Exercise data below:

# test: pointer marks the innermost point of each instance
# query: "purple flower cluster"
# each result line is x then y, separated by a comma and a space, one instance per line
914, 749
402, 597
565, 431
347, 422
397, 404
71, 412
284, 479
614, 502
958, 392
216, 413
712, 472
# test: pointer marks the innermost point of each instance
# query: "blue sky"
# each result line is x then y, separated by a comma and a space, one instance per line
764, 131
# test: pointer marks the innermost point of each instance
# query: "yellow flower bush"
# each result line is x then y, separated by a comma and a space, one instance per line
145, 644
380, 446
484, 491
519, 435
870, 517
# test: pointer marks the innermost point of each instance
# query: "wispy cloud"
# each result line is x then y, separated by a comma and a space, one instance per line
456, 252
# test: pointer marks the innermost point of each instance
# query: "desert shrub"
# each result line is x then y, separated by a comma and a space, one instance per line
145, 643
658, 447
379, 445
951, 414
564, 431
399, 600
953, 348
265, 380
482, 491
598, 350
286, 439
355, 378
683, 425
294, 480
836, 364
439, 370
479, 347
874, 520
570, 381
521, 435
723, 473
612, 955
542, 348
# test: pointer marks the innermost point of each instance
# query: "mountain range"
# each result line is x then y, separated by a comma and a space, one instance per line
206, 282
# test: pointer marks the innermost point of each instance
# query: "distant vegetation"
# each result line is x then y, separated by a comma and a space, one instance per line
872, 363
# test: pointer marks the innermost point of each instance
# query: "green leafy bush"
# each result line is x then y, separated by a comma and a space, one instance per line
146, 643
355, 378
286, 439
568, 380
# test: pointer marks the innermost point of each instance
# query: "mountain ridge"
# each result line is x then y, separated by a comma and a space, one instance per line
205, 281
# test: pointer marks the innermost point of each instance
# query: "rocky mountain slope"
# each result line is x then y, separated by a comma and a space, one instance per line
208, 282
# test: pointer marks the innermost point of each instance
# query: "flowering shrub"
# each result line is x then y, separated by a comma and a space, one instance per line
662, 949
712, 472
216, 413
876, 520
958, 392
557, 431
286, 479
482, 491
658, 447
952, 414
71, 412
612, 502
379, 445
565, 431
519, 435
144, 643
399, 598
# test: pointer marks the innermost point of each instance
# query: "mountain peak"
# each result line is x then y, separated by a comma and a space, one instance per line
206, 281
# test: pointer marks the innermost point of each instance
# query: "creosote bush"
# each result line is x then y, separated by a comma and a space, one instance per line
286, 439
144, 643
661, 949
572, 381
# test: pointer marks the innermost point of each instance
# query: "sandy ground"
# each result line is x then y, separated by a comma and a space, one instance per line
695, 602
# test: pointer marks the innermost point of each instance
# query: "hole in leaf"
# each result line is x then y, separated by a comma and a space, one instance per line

End of Exercise data.

Copy out each line of the records where the string "mountain" appears.

# query: "mountain range"
# query: "mountain ridge"
# query: "rocky mountain slope"
# query: "mountain peak"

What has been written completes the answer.